(PROBLEM TO WORK ON) Collect each line of the entries that holds the string "window".

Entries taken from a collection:

----

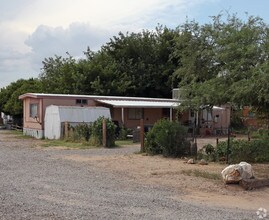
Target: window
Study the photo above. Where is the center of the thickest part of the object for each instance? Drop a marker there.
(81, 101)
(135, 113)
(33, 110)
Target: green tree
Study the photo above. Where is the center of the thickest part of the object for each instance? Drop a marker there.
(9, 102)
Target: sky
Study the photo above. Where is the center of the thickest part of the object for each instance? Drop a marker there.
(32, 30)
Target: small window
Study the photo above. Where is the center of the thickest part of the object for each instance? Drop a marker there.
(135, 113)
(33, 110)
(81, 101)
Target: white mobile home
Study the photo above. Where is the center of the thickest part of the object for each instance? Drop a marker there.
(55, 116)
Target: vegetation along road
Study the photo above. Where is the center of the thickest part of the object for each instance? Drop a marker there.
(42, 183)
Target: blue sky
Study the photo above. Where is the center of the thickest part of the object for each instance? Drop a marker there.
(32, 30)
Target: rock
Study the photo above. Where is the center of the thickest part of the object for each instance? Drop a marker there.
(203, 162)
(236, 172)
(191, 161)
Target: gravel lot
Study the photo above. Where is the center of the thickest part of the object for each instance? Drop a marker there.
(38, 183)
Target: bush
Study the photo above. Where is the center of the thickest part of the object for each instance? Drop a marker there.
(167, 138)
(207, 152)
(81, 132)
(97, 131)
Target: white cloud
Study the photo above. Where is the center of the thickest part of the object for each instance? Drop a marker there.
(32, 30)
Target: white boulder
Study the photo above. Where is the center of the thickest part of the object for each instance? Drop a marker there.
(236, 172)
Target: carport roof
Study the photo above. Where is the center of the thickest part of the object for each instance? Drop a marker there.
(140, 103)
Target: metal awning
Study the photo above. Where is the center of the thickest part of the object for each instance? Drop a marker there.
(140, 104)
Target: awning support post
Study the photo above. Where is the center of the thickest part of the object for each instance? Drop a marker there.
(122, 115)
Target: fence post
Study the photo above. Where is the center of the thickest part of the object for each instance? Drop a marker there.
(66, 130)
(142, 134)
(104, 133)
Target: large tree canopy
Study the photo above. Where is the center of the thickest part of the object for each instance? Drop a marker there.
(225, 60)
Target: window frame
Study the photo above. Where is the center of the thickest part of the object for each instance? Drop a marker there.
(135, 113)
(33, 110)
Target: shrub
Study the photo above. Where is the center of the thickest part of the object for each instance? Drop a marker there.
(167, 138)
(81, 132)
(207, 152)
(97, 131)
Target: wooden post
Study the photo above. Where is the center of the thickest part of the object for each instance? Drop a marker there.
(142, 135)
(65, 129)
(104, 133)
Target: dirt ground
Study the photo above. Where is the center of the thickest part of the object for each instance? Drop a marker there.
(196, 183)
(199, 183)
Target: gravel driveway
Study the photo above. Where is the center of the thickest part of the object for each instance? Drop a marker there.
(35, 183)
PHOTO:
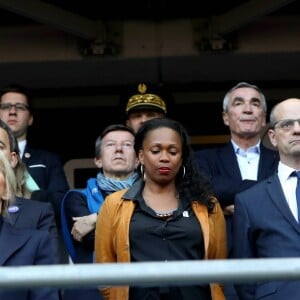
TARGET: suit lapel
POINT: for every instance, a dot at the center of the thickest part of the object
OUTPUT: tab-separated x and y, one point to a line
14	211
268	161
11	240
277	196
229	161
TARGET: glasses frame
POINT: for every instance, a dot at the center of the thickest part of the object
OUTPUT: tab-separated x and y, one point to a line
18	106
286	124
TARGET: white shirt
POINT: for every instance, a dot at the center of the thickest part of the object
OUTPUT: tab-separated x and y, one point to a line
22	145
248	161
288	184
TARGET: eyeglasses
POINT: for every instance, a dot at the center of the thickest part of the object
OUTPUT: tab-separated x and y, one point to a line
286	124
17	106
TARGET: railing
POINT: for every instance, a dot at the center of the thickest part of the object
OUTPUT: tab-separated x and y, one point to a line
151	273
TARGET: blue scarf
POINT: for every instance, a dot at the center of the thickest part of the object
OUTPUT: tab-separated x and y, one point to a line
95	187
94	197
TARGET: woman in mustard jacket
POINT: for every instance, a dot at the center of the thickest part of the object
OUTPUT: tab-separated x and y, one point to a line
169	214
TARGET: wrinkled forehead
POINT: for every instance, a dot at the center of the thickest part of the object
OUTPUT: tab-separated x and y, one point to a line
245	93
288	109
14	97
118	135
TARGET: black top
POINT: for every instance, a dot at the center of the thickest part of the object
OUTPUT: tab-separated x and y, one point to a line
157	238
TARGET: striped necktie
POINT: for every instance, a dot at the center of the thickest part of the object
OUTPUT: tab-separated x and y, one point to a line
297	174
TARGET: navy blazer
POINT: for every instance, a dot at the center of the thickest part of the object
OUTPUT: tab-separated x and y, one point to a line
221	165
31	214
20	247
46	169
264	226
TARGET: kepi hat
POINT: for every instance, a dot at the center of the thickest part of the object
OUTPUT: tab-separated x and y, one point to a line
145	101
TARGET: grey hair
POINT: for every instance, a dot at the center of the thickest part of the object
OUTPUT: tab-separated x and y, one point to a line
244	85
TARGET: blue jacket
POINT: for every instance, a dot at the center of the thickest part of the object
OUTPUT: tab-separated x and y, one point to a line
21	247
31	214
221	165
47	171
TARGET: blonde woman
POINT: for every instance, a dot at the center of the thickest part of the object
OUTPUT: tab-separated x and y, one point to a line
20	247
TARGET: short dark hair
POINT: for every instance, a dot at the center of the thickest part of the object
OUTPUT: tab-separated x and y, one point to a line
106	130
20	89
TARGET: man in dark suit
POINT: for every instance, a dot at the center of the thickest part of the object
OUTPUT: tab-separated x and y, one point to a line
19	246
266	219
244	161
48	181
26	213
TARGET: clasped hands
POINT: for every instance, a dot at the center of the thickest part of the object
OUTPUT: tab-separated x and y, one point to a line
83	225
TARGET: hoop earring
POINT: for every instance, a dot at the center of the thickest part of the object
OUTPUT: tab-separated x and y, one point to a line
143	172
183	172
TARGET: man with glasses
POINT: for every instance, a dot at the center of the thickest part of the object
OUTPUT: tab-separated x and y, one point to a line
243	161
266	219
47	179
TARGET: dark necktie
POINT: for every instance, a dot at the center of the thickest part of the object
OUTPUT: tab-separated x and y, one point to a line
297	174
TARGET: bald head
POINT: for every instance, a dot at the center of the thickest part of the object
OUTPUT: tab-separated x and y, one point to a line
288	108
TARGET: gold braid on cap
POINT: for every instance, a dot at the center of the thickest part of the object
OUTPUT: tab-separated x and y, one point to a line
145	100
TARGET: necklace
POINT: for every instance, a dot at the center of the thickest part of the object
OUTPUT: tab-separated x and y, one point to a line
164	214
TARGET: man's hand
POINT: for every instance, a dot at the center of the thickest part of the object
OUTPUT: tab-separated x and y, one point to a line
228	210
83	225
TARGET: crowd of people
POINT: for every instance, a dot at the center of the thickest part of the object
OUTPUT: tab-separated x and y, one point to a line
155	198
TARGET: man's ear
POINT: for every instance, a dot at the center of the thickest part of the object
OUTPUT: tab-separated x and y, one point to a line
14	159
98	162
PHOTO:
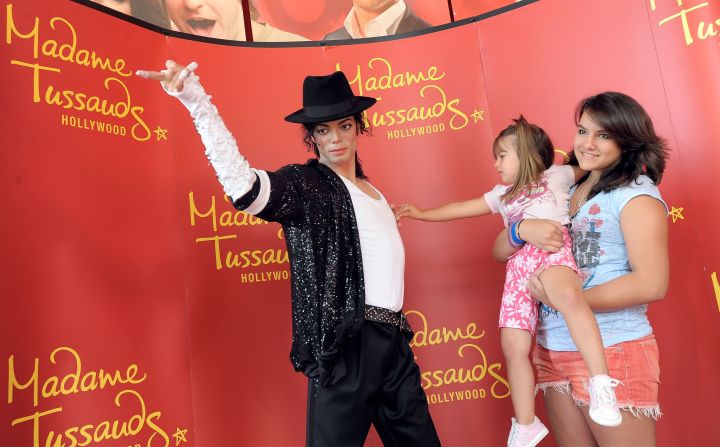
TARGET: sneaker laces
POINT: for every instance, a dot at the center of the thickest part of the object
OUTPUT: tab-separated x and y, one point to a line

----

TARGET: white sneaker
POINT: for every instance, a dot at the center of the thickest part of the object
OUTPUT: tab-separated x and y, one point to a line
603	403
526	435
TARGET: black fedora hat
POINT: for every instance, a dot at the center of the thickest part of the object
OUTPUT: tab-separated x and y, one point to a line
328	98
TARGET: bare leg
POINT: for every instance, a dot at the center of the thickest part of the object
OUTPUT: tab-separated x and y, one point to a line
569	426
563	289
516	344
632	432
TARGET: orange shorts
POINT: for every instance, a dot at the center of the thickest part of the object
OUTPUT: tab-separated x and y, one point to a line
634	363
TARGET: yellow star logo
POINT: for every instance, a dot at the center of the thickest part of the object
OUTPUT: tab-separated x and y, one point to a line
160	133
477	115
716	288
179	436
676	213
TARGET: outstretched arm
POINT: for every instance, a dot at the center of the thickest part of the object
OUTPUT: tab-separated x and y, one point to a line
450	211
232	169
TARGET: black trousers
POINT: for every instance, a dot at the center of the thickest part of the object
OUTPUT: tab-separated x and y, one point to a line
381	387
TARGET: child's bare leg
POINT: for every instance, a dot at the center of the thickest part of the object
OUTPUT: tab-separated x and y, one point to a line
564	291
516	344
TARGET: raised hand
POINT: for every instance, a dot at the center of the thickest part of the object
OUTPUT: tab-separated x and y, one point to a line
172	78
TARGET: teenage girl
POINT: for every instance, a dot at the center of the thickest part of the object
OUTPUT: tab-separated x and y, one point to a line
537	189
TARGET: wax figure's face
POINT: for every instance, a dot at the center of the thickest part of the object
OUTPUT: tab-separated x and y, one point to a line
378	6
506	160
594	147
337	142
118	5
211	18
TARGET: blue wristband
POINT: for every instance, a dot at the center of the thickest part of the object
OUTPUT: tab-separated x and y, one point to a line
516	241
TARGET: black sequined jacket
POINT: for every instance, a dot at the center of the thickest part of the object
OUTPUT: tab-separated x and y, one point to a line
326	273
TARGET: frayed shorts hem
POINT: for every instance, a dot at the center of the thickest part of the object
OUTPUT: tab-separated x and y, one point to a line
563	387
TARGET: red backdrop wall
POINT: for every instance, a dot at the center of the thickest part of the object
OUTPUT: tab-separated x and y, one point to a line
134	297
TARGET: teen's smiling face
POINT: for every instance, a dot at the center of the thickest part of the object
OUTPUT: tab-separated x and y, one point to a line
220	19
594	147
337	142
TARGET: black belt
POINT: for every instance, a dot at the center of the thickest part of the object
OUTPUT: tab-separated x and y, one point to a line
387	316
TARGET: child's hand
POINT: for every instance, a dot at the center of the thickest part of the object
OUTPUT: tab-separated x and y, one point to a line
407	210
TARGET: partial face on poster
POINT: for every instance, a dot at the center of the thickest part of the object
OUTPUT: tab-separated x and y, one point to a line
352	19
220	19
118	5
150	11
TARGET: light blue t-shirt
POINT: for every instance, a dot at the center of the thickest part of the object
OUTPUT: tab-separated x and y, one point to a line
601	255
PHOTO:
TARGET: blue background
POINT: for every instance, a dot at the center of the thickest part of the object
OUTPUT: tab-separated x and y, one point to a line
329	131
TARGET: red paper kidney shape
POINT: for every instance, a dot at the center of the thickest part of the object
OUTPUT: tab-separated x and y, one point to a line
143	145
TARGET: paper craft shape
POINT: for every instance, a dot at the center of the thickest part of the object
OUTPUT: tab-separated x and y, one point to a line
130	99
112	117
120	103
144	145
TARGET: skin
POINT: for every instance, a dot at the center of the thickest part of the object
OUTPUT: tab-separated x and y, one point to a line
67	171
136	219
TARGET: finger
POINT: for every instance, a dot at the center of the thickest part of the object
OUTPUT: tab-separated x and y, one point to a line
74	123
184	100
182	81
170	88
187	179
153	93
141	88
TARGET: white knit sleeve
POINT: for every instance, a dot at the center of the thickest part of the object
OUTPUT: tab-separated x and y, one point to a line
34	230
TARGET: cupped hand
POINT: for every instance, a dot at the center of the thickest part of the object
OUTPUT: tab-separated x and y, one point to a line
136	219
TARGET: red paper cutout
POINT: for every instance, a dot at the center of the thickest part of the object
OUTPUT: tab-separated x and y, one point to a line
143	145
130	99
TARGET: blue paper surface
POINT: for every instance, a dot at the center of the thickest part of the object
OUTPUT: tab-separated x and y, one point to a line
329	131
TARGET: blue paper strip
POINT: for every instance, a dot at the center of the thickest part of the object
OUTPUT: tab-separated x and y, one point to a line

----

(YOUR RESPONSE)
Target: window
Target: small window
Target: window frame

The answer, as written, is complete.